━━━ GIVEN DATA

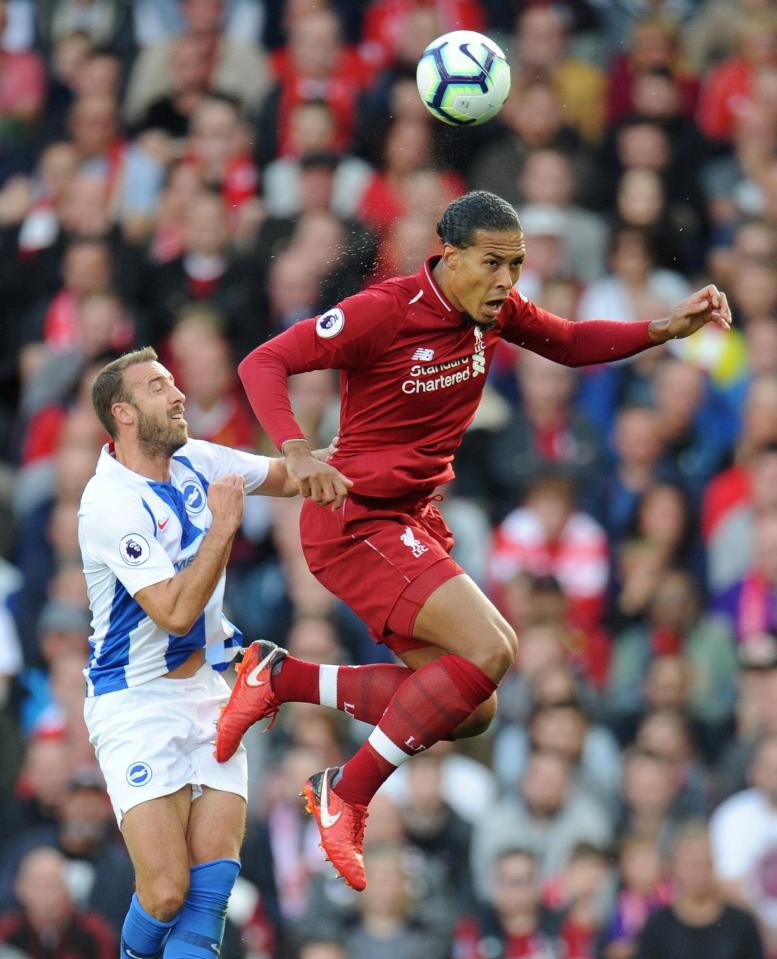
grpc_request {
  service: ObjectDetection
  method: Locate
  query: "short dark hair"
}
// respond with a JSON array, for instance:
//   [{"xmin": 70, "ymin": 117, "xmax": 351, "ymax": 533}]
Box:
[
  {"xmin": 92, "ymin": 346, "xmax": 159, "ymax": 439},
  {"xmin": 437, "ymin": 190, "xmax": 521, "ymax": 250}
]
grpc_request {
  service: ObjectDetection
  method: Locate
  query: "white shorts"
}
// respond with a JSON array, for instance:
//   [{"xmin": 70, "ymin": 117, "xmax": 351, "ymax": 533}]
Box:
[{"xmin": 84, "ymin": 663, "xmax": 248, "ymax": 825}]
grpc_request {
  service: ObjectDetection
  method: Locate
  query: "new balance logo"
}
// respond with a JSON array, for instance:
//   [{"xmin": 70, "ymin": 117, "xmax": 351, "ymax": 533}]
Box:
[{"xmin": 400, "ymin": 526, "xmax": 429, "ymax": 559}]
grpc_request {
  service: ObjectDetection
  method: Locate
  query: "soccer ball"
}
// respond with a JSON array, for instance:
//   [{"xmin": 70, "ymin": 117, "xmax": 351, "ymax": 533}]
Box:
[{"xmin": 416, "ymin": 30, "xmax": 510, "ymax": 127}]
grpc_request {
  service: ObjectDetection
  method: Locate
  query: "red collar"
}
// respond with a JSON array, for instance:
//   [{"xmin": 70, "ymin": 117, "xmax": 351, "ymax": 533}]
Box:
[{"xmin": 416, "ymin": 254, "xmax": 464, "ymax": 323}]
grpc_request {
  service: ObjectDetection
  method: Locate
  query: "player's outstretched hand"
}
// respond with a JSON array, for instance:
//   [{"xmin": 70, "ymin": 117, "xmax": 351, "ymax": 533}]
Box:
[
  {"xmin": 312, "ymin": 436, "xmax": 340, "ymax": 463},
  {"xmin": 208, "ymin": 473, "xmax": 245, "ymax": 530},
  {"xmin": 285, "ymin": 443, "xmax": 353, "ymax": 510},
  {"xmin": 650, "ymin": 283, "xmax": 732, "ymax": 343}
]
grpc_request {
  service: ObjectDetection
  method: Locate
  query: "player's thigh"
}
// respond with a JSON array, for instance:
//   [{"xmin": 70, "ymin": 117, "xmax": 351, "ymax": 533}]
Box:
[
  {"xmin": 188, "ymin": 786, "xmax": 246, "ymax": 866},
  {"xmin": 412, "ymin": 574, "xmax": 518, "ymax": 681},
  {"xmin": 121, "ymin": 786, "xmax": 192, "ymax": 903}
]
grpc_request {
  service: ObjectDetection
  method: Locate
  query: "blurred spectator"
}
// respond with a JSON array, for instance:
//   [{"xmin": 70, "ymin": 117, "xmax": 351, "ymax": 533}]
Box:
[
  {"xmin": 607, "ymin": 15, "xmax": 697, "ymax": 123},
  {"xmin": 607, "ymin": 569, "xmax": 737, "ymax": 739},
  {"xmin": 635, "ymin": 706, "xmax": 709, "ymax": 817},
  {"xmin": 702, "ymin": 438, "xmax": 777, "ymax": 595},
  {"xmin": 604, "ymin": 406, "xmax": 668, "ymax": 542},
  {"xmin": 617, "ymin": 749, "xmax": 682, "ymax": 853},
  {"xmin": 543, "ymin": 842, "xmax": 613, "ymax": 959},
  {"xmin": 469, "ymin": 77, "xmax": 590, "ymax": 199},
  {"xmin": 635, "ymin": 825, "xmax": 765, "ymax": 959},
  {"xmin": 184, "ymin": 95, "xmax": 258, "ymax": 235},
  {"xmin": 698, "ymin": 10, "xmax": 777, "ymax": 141},
  {"xmin": 470, "ymin": 752, "xmax": 612, "ymax": 896},
  {"xmin": 0, "ymin": 0, "xmax": 46, "ymax": 144},
  {"xmin": 652, "ymin": 358, "xmax": 736, "ymax": 498},
  {"xmin": 453, "ymin": 846, "xmax": 557, "ymax": 959},
  {"xmin": 488, "ymin": 351, "xmax": 603, "ymax": 516},
  {"xmin": 601, "ymin": 834, "xmax": 670, "ymax": 959},
  {"xmin": 0, "ymin": 760, "xmax": 133, "ymax": 933},
  {"xmin": 715, "ymin": 513, "xmax": 777, "ymax": 645},
  {"xmin": 518, "ymin": 149, "xmax": 606, "ymax": 283},
  {"xmin": 69, "ymin": 91, "xmax": 162, "ymax": 239},
  {"xmin": 263, "ymin": 100, "xmax": 371, "ymax": 217},
  {"xmin": 358, "ymin": 120, "xmax": 462, "ymax": 233},
  {"xmin": 493, "ymin": 700, "xmax": 620, "ymax": 808},
  {"xmin": 684, "ymin": 0, "xmax": 771, "ymax": 69},
  {"xmin": 170, "ymin": 306, "xmax": 259, "ymax": 450},
  {"xmin": 491, "ymin": 475, "xmax": 609, "ymax": 629},
  {"xmin": 400, "ymin": 750, "xmax": 472, "ymax": 914},
  {"xmin": 513, "ymin": 5, "xmax": 605, "ymax": 144},
  {"xmin": 361, "ymin": 0, "xmax": 486, "ymax": 73},
  {"xmin": 138, "ymin": 192, "xmax": 256, "ymax": 356},
  {"xmin": 137, "ymin": 34, "xmax": 211, "ymax": 140},
  {"xmin": 578, "ymin": 226, "xmax": 691, "ymax": 321},
  {"xmin": 260, "ymin": 6, "xmax": 369, "ymax": 160},
  {"xmin": 0, "ymin": 847, "xmax": 116, "ymax": 959},
  {"xmin": 124, "ymin": 0, "xmax": 269, "ymax": 123}
]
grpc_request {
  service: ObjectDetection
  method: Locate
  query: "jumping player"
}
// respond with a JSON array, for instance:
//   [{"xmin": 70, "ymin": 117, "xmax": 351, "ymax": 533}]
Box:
[
  {"xmin": 78, "ymin": 348, "xmax": 347, "ymax": 959},
  {"xmin": 216, "ymin": 192, "xmax": 731, "ymax": 889}
]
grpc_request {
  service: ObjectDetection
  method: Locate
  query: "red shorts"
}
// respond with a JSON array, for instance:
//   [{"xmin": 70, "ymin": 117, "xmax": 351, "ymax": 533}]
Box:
[{"xmin": 300, "ymin": 496, "xmax": 464, "ymax": 653}]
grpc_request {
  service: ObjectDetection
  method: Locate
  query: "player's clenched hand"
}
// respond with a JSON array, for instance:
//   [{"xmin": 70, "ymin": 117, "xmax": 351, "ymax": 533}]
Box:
[
  {"xmin": 286, "ymin": 444, "xmax": 353, "ymax": 510},
  {"xmin": 649, "ymin": 283, "xmax": 732, "ymax": 343},
  {"xmin": 208, "ymin": 473, "xmax": 245, "ymax": 531}
]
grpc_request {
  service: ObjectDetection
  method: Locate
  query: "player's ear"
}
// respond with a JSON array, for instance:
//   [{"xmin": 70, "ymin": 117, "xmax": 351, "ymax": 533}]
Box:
[
  {"xmin": 111, "ymin": 403, "xmax": 134, "ymax": 426},
  {"xmin": 442, "ymin": 243, "xmax": 461, "ymax": 270}
]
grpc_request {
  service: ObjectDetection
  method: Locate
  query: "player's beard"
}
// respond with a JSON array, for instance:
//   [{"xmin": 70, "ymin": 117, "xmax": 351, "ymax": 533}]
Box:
[{"xmin": 136, "ymin": 407, "xmax": 189, "ymax": 457}]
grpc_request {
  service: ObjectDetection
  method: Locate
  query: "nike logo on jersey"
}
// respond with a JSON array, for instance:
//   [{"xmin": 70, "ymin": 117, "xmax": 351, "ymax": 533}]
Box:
[
  {"xmin": 321, "ymin": 778, "xmax": 343, "ymax": 829},
  {"xmin": 246, "ymin": 649, "xmax": 275, "ymax": 687}
]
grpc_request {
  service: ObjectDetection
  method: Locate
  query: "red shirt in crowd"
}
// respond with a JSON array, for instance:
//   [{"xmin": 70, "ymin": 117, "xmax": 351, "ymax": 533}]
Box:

━━━━━━

= WORK REQUIRED =
How many lines in the data above contain the string "shorts" with the same capitalization? Reply with the number only.

= TASK ANSWER =
2